╭──

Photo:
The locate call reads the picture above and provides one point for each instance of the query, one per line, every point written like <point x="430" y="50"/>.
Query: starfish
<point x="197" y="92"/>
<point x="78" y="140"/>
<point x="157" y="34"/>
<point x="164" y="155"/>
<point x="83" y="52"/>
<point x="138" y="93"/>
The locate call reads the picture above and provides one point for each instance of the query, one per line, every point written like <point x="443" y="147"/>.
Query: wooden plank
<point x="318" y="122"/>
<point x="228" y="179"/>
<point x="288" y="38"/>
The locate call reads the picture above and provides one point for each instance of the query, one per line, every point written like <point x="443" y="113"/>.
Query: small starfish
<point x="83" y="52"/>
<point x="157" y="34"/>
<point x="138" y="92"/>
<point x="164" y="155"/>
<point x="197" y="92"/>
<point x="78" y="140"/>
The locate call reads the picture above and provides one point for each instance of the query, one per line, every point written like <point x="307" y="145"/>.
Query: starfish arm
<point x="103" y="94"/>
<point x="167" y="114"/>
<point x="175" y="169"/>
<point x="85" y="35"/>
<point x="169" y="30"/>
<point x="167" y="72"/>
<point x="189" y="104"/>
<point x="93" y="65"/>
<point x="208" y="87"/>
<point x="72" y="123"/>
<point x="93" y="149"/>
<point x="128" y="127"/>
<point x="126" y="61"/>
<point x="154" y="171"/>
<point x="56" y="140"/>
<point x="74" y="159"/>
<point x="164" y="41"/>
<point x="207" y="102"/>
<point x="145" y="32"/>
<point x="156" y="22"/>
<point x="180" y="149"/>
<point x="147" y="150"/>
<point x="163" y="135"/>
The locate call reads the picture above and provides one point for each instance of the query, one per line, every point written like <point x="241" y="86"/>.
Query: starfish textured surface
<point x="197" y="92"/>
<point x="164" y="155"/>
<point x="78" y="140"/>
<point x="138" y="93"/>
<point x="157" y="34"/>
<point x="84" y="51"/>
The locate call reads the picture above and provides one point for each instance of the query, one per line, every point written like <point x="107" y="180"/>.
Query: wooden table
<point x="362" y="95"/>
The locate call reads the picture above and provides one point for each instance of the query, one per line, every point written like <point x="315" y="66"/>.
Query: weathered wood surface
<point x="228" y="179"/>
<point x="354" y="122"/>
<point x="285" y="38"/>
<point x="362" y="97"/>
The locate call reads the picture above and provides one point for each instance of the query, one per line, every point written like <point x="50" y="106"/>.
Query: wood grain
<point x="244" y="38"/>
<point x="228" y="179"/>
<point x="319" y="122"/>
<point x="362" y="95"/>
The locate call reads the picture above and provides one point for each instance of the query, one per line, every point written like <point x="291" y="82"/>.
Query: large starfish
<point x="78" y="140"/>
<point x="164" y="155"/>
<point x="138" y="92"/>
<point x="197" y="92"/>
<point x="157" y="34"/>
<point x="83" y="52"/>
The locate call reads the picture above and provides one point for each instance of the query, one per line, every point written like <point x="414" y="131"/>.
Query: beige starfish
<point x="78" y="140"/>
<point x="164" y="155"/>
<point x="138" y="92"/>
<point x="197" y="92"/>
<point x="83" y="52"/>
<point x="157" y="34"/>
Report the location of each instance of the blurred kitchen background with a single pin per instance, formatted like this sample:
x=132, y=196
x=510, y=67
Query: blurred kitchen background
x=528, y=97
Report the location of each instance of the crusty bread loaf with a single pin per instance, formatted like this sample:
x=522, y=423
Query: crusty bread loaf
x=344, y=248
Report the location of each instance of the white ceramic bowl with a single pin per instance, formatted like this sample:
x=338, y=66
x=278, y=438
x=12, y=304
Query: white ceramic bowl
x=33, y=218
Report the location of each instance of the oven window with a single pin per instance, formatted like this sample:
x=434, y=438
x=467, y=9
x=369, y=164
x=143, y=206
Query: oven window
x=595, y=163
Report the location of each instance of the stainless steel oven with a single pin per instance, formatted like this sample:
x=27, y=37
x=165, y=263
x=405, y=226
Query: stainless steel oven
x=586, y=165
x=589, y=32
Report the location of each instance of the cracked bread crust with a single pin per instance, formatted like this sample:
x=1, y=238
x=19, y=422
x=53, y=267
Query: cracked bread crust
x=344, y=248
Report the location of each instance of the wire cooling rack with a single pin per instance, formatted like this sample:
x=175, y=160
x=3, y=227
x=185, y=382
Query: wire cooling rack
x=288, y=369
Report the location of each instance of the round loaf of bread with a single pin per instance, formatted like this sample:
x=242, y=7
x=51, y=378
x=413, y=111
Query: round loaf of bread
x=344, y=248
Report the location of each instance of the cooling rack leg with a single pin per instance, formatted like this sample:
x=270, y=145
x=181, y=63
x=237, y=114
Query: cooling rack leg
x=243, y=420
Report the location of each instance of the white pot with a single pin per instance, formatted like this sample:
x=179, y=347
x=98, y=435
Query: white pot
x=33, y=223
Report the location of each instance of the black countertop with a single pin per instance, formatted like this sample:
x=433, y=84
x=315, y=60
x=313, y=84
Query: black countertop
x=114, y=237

╰──

» **TASK STATEMENT**
Scan the data above and report each line in which "location" is present.

» **EXERCISE ANSWER**
Report the location of each instance of the blurred kitchen background with a single pin per instance, formatted like this sample:
Report the location of each instance of the crusty bread loaf with a single pin per instance, formatted like this sample:
Report the location of each instance of the white ceramic bowl with a single pin per instance, formatted like this sample:
Report the location of each instance of the oven window with a single pin per instance, formatted like this sample:
Report the location of each instance of the stainless steel oven with a single pin per instance, formatted like this sample:
Report the location of each instance of the cracked bread crust with a single pin per instance, formatted like this sample:
Report the location of each instance of the wire cooling rack with a single pin per instance, formatted like this sample:
Report the location of each instance of the round loaf of bread with a single pin per instance, formatted like this sample:
Report the location of each instance of the cooling rack leg with a single pin per instance, formatted like this sample:
Report the location of each instance of the white pot with a single pin per instance, formatted like this sample:
Report the location of each instance of the black countertop with a single pin per instance, formatted like this sample:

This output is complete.